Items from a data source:

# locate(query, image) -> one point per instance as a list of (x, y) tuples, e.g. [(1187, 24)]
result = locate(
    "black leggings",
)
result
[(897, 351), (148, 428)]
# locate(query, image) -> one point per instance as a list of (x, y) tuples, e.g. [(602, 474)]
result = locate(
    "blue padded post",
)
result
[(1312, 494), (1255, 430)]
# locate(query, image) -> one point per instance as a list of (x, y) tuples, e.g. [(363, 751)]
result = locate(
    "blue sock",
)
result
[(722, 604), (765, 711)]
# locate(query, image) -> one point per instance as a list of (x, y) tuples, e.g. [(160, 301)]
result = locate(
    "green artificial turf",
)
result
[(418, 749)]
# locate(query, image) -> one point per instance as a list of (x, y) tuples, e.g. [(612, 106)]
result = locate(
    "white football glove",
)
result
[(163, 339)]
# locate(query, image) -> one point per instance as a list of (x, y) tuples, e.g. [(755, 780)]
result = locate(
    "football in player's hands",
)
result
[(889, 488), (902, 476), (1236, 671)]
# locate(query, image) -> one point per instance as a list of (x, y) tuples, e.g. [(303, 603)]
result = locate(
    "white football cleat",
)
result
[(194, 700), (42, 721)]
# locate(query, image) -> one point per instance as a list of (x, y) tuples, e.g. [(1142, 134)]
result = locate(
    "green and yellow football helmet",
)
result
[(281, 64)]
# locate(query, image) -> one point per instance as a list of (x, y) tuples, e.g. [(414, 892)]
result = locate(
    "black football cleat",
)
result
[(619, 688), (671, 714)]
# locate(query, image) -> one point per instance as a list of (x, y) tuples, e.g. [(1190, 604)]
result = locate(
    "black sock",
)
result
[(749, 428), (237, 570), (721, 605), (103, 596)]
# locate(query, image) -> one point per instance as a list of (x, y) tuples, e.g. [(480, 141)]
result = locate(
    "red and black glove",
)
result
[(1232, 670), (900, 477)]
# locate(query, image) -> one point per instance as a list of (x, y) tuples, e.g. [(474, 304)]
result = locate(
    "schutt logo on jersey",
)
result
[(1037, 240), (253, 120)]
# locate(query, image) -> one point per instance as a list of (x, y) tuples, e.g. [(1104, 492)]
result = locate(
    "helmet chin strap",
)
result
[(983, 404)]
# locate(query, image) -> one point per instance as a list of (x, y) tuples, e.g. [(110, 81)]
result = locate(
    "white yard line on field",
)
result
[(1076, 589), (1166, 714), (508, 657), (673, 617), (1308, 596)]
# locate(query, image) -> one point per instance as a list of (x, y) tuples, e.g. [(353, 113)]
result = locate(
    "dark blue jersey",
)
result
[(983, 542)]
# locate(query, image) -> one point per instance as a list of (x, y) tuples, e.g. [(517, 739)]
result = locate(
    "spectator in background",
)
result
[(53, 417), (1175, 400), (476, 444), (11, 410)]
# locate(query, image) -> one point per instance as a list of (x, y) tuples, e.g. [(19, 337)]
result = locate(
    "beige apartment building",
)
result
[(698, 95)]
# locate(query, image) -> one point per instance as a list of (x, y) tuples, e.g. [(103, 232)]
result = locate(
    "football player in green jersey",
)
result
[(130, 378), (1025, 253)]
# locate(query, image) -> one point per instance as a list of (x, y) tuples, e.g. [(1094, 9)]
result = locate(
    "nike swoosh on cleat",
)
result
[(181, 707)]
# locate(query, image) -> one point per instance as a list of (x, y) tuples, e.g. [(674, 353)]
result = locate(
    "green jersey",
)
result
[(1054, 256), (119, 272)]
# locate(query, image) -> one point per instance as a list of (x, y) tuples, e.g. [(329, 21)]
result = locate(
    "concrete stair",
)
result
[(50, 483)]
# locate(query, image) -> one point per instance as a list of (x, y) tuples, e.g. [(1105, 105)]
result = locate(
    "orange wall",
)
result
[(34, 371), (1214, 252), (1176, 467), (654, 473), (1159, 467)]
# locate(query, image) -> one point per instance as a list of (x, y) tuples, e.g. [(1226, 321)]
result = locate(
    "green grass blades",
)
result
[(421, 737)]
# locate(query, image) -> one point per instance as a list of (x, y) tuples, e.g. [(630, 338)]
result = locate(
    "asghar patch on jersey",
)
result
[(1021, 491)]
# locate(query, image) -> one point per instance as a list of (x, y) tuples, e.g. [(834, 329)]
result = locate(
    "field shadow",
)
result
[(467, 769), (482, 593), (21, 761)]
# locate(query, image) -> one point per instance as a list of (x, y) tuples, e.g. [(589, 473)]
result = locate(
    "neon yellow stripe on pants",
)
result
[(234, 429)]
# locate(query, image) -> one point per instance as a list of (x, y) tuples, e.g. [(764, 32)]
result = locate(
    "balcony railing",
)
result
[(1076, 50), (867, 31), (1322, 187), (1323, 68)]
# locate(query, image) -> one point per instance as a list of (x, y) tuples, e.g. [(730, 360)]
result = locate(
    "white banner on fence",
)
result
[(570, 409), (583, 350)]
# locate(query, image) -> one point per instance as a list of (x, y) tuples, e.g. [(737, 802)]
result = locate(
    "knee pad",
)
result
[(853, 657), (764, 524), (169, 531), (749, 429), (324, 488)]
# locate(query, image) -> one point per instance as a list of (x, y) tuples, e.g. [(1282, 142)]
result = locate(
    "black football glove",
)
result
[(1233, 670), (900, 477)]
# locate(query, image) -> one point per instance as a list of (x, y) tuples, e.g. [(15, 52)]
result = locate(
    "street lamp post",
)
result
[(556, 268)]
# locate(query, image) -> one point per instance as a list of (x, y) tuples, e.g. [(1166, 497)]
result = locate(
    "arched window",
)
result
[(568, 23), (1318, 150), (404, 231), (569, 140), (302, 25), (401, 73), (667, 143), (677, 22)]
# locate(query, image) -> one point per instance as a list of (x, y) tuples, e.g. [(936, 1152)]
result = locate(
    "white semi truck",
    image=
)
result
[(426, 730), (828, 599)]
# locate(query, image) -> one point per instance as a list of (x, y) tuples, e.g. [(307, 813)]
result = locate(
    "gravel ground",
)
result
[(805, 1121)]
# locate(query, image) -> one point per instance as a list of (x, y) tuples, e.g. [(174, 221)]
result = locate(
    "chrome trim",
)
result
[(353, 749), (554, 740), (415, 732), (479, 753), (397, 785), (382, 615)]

TO BE DONE>
Reproduce all of the data above verbatim, line for line.

THE COMPLETED TASK>
# locate(query, image) -> one point per instance as a list of (x, y) tuples, e.g. [(1187, 24)]
result = locate(
    "black leggings",
)
result
[(897, 351), (148, 428)]
# locate(query, image) -> one point per instance as a list of (x, y) tuples, e.g. [(602, 474)]
result = locate(
    "blue padded post",
)
result
[(1312, 494), (1255, 430)]
# locate(query, image) -> one point per instance as a list of (x, y) tuples, e.g. [(363, 751)]
result = locate(
    "blue sock",
)
result
[(722, 604), (765, 711)]
# locate(query, image) -> one point per instance as a list of (x, y) tuples, e.g. [(160, 301)]
result = locate(
    "green artificial turf",
)
result
[(418, 749)]
# locate(query, image) -> one point per instance as a list of (x, y) tuples, e.g. [(612, 106)]
result = locate(
    "white football glove",
)
result
[(163, 339)]
# locate(query, image) -> one point per instance as a list of (x, y) tuples, e.g. [(755, 780)]
result = locate(
    "football in player's hands",
)
result
[(889, 488), (902, 476), (1236, 671)]
# locate(query, image) -> one point per instance as a list of (x, y) tuples, e.g. [(303, 603)]
result = locate(
    "white football cleat",
)
result
[(194, 700), (42, 721)]
# locate(query, image) -> one point per instance as a list of (x, y) tuples, e.g. [(1142, 134)]
result = locate(
    "green and yellow football helmet",
)
result
[(281, 64)]
# locate(query, image) -> one point per instance as a list of (x, y) tuples, e.g. [(414, 892)]
result = locate(
    "black football cleat",
)
result
[(619, 688), (671, 714)]
# locate(query, image) -> one point per instance as a list of (x, y) tuples, e.g. [(1190, 604)]
result = locate(
    "black sock",
)
result
[(749, 428), (237, 570), (721, 605), (103, 596)]
# locate(query, image) -> one point per instance as a list of (x, y) tuples, e.g. [(480, 141)]
result = locate(
    "red and black glove",
)
result
[(1232, 670), (900, 477)]
# locate(query, image) -> one point per instance as a list of (x, y) tuples, e.g. [(474, 304)]
result = locate(
    "schutt logo on jersey",
)
result
[(1037, 240), (253, 120)]
# locate(query, image) -> one point per instance as a list of (x, y) tuples, e.g. [(1104, 492)]
result = locate(
    "helmet chin strap",
)
result
[(983, 404)]
# locate(query, image) -> one point per instance as a list of (x, y) tuples, e.g. [(110, 81)]
result = locate(
    "white yard line on field",
)
result
[(1076, 589), (1166, 714), (508, 657), (673, 617), (1308, 596)]
# locate(query, image) -> one point per instance as a list of (x, y) tuples, e.g. [(353, 113)]
result = locate(
    "dark blue jersey",
)
result
[(983, 542)]
# locate(query, image) -> one point per instance as a list of (x, y) tuples, e.g. [(517, 739)]
result = locate(
    "spectator in background",
)
result
[(53, 417), (1175, 400), (476, 444), (11, 410)]
# locate(query, image) -> one point per instance as a list of (x, y) tuples, e.g. [(19, 337)]
result = locate(
    "beige apartment building",
)
result
[(698, 95)]
# locate(query, image) -> one point per instance as a list of (x, y) tuples, e.g. [(103, 232)]
result = locate(
    "football player in green jersey",
)
result
[(130, 378), (1025, 253)]
# locate(query, image) -> one point per instance as a list of (x, y) tuples, e.g. [(1094, 9)]
result = locate(
    "nike swoosh on cleat",
)
result
[(181, 707)]
# locate(query, image) -> one point per instance as a list of (x, y) tuples, e.g. [(674, 353)]
result = locate(
    "green jersey",
)
result
[(1054, 256), (119, 272)]
# locate(query, image) -> one point per instance as a list of (x, y) tuples, e.g. [(329, 21)]
result = locate(
    "concrete stair",
)
result
[(50, 483)]
# locate(query, image) -> one point per instance as a list of (x, y) tuples, e.g. [(1105, 105)]
result = locate(
    "orange wall",
)
result
[(34, 371), (1214, 252), (1176, 467), (654, 473), (1159, 467)]
# locate(query, image) -> one point per instance as a list of (x, y) tuples, e.g. [(1226, 321)]
result = locate(
    "green grass blades",
)
result
[(421, 737)]
# locate(query, image) -> one point per instance as a list of (x, y) tuples, e.g. [(630, 338)]
result = locate(
    "asghar patch on jersey",
)
result
[(1021, 491)]
# locate(query, image) -> one point per instance as a list of (x, y) tuples, e.g. [(834, 329)]
result = locate(
    "field shadow",
)
result
[(467, 769), (482, 593), (21, 761)]
# locate(query, image) -> one point per instance as a list of (x, y) tuples, e.g. [(589, 473)]
result = locate(
    "neon yellow stripe on pants",
)
result
[(234, 429)]
# locate(query, image) -> one point per instance as a list of (x, y) tuples, e.g. [(764, 32)]
result = locate(
    "balcony railing",
)
result
[(1076, 50), (867, 31), (1322, 187), (1323, 68)]
# locate(query, image) -> one point per instance as a list of (x, y) tuples, e.g. [(730, 360)]
result = locate(
    "white banner on fence",
)
result
[(570, 409), (583, 350)]
# locate(query, image) -> one point per instance as a list of (x, y) tuples, e.g. [(737, 802)]
result = locate(
    "knee pad",
)
result
[(853, 657), (764, 524), (169, 531), (749, 429), (324, 488)]
# locate(query, image) -> one point per instance as a list of (x, y) tuples, e.g. [(1282, 142)]
result = locate(
    "black football glove",
)
result
[(1233, 670), (900, 477)]
# locate(query, image) -> one point per instance as a list of (x, y) tuples, e.g. [(15, 52)]
result = locate(
    "street lamp post",
)
result
[(556, 268)]
# locate(query, image) -> one point per instance as a list of (x, y) tuples, e.g. [(1166, 497)]
result = locate(
    "arched window",
)
result
[(568, 23), (1318, 150), (404, 231), (569, 140), (302, 25), (401, 73), (667, 143), (677, 22)]
# locate(query, image) -> one point per instance as a list of (x, y) tuples, e.g. [(936, 1152)]
result = locate(
    "white semi truck",
    image=
)
result
[(426, 730), (828, 599)]
# locate(query, image) -> one point per instance as a list of (x, y) tuples, e.g. [(307, 813)]
result = locate(
    "gravel ground",
)
result
[(805, 1121)]
# locate(query, image) -> one point per instance as a list of (x, y) tuples, e.g. [(174, 221)]
result = locate(
    "chrome trim",
)
result
[(353, 749), (554, 740), (415, 732), (479, 753), (397, 785), (382, 615)]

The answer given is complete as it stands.